Problem statement: With pictures omitted, the line containing "column capital in the photo above." and all later lines of the records below are to be restated word for word.
↓↓↓
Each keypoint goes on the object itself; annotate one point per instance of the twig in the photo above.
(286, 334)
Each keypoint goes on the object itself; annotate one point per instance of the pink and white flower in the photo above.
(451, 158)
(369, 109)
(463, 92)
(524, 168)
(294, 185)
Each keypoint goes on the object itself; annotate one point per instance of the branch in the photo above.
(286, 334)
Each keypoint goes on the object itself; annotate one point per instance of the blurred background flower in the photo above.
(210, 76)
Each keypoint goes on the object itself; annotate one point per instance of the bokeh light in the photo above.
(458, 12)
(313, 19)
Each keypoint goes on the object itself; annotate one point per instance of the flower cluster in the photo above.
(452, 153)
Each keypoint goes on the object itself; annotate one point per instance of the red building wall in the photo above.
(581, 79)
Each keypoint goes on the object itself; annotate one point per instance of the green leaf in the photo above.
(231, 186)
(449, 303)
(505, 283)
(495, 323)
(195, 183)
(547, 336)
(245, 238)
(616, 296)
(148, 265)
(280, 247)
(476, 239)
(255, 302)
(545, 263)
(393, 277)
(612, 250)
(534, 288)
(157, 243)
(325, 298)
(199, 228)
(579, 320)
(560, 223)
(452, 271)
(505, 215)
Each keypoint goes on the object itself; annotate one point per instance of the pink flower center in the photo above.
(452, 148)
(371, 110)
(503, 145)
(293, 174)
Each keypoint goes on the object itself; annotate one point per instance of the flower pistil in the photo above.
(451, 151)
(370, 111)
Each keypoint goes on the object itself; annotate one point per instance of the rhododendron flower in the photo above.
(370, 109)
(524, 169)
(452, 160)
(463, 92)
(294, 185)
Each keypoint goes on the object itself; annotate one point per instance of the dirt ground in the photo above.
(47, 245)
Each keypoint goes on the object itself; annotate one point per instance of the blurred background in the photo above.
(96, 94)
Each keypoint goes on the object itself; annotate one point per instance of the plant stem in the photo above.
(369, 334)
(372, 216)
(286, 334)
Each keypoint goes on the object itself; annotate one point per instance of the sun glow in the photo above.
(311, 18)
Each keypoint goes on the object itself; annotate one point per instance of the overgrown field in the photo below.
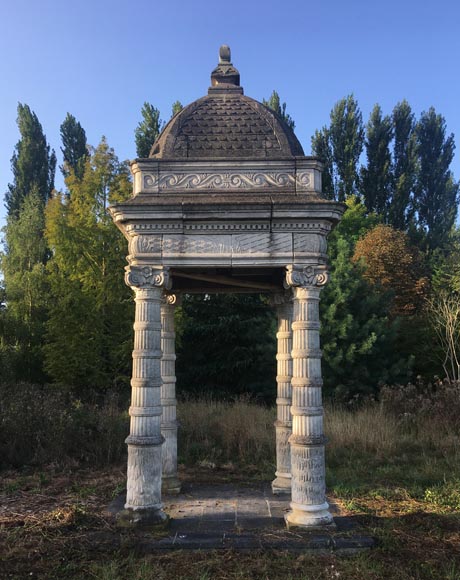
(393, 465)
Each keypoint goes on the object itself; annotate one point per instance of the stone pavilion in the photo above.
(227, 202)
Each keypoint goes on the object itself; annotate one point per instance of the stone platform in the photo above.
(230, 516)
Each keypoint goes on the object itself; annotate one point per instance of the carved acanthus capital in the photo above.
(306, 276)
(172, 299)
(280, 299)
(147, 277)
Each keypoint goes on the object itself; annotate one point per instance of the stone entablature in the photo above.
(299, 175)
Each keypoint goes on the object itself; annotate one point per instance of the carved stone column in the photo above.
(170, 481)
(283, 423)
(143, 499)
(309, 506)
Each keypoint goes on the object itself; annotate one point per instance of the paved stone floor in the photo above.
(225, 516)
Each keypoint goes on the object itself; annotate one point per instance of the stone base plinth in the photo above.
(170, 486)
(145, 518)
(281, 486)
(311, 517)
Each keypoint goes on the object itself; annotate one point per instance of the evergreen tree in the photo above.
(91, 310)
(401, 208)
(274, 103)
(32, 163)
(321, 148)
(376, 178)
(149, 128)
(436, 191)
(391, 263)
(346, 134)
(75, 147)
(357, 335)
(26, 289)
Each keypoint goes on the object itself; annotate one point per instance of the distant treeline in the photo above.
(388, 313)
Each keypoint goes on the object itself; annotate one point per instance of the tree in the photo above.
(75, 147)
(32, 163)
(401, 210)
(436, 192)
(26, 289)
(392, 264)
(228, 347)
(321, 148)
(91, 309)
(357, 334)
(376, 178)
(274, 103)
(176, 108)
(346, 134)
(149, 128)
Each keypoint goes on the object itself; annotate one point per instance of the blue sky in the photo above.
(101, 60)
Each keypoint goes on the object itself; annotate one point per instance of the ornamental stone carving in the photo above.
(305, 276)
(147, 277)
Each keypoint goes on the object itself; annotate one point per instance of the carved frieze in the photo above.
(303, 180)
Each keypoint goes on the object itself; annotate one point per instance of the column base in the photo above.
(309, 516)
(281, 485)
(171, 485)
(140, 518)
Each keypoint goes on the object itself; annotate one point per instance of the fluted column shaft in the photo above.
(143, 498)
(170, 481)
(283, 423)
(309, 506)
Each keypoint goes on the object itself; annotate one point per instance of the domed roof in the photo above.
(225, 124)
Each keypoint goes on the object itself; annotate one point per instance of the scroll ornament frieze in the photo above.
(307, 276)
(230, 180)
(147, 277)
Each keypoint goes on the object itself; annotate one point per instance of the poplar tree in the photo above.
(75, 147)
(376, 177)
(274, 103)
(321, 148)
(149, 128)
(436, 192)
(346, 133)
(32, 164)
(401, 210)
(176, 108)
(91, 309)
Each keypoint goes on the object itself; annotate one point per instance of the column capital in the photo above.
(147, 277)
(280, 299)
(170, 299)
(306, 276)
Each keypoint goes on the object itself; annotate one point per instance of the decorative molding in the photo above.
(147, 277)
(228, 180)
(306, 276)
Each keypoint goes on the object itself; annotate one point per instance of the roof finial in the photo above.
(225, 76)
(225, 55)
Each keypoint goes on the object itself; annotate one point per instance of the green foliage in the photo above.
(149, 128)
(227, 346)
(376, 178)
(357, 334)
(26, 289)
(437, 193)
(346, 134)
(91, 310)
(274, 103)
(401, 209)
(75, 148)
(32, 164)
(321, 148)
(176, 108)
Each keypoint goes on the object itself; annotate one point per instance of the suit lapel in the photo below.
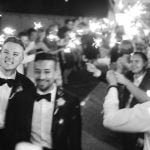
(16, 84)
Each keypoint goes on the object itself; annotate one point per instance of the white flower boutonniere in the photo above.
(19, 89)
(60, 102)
↑↑↑
Response to the task:
Each keypoint goes on the object itself; annotate one point per instance of the column capital in the photo above.
(147, 277)
(280, 299)
(170, 299)
(306, 276)
Each keypoint goes on the object itself; annotate one point per instance of the decorative molding in the photo above.
(147, 277)
(228, 180)
(306, 276)
Each keypoint goes on the object itself; annotate one point per instance of the roof finial in the photo above.
(225, 76)
(225, 55)
Each keypoint goes on the object itself; annotate one point per instance of the green foliage in the photo above.
(149, 128)
(227, 346)
(376, 178)
(357, 334)
(26, 289)
(437, 193)
(346, 134)
(91, 310)
(274, 103)
(401, 209)
(75, 148)
(32, 164)
(321, 148)
(176, 108)
Each keypoint goes on the object itself; annotate one point per instance of the suit lapel in the photo below.
(16, 84)
Each keypoint goes on the object itself; annotate one point per instance of the white flower boutonniere in the photo above.
(19, 89)
(60, 102)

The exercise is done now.